begin

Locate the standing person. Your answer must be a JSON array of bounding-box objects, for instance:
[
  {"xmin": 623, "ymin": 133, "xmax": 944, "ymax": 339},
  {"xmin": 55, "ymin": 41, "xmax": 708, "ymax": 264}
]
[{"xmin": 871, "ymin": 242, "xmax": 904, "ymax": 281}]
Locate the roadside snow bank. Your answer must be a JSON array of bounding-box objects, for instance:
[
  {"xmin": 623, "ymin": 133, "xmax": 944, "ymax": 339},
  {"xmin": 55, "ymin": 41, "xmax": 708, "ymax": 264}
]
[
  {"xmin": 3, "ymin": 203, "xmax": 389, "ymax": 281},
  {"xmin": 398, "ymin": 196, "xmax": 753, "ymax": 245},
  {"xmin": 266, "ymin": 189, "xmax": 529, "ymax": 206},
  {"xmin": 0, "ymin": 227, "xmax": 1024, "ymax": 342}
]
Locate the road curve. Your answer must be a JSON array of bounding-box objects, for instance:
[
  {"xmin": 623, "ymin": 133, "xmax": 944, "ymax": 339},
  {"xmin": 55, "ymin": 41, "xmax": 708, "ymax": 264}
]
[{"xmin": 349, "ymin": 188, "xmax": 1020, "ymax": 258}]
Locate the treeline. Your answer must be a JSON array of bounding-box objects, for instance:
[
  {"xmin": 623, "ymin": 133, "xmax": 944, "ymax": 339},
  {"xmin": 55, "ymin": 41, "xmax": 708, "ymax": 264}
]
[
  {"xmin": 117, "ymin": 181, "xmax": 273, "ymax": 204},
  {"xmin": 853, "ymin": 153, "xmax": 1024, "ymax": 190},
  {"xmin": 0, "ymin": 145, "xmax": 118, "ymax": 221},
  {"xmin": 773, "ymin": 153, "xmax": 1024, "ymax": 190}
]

end
begin

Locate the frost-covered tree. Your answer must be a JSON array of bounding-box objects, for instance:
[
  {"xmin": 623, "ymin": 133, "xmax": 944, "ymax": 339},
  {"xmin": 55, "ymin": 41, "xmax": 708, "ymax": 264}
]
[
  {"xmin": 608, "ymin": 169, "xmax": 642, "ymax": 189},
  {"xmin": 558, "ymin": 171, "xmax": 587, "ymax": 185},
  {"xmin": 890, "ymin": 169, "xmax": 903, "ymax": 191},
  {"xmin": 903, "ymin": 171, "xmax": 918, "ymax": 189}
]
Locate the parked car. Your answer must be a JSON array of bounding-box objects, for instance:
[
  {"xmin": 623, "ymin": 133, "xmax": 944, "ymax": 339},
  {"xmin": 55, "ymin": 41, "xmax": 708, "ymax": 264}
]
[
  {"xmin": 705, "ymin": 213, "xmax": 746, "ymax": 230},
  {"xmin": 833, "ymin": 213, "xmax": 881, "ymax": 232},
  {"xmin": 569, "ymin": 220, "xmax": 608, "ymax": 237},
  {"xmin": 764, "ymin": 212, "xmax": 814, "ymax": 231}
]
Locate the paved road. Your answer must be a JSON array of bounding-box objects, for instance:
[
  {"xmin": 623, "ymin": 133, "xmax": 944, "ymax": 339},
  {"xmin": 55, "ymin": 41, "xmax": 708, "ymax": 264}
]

end
begin

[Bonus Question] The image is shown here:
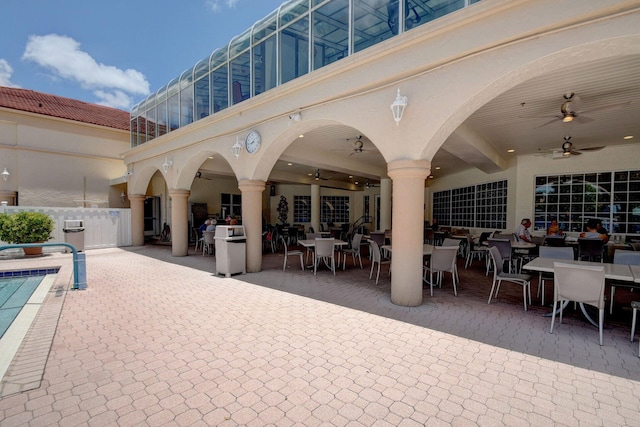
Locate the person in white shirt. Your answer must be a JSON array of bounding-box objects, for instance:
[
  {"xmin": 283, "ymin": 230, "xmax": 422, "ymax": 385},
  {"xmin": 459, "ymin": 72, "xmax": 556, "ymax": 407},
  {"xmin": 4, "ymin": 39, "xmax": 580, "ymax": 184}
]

end

Count the lines in the data above that contain the word "Locate". Reply with the number only.

Task response: 8